▸ **Goal**:
Pick out each line in the items below that contains the word "woman", and copy those lines.

▸ **Records supplied**:
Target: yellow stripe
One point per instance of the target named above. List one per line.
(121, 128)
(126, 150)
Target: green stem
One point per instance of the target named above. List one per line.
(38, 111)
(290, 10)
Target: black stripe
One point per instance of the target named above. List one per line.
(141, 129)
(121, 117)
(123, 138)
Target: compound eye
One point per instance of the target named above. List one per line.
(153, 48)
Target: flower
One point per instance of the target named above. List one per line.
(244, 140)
---
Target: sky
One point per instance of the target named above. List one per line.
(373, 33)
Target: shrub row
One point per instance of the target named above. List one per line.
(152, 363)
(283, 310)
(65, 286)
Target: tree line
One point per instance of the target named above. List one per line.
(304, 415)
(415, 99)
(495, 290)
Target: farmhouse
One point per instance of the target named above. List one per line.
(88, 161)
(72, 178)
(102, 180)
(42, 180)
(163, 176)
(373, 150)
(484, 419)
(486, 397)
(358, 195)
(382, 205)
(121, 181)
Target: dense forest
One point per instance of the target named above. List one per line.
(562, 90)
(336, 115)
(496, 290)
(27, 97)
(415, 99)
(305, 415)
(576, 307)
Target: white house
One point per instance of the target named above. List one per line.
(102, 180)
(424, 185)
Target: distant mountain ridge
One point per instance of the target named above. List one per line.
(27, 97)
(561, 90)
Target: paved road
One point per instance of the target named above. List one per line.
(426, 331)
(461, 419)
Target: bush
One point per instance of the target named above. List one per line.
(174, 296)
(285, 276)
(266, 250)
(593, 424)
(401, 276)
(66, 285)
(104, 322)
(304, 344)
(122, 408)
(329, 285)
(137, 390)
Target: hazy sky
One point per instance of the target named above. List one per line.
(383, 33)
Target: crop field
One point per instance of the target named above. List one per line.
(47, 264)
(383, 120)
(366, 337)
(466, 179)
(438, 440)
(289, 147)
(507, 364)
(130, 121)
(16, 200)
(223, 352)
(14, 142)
---
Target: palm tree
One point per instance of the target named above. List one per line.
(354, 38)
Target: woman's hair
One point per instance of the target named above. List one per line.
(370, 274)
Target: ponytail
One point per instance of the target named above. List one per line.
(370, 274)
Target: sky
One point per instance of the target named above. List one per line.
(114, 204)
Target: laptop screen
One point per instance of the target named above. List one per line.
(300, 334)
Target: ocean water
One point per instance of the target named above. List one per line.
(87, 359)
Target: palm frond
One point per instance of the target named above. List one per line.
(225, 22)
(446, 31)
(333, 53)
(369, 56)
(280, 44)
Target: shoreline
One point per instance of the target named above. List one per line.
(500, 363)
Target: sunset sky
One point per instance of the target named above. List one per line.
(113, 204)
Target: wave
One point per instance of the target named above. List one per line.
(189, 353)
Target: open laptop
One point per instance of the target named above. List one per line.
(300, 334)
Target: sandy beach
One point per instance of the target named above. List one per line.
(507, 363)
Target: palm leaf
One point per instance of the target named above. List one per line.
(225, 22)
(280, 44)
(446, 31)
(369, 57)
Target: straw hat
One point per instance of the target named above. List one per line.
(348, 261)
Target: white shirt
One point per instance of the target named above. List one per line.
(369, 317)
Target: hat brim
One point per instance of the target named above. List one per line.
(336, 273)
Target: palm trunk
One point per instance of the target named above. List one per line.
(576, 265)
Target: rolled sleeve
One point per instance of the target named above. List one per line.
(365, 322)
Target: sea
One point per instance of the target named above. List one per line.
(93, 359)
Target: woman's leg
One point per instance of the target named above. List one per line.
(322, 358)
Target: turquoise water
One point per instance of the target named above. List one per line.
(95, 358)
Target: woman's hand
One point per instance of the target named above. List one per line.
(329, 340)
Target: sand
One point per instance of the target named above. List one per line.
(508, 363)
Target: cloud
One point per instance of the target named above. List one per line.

▸ **Written reply**:
Target: woman's hair
Target: woman's leg
Target: woman's hand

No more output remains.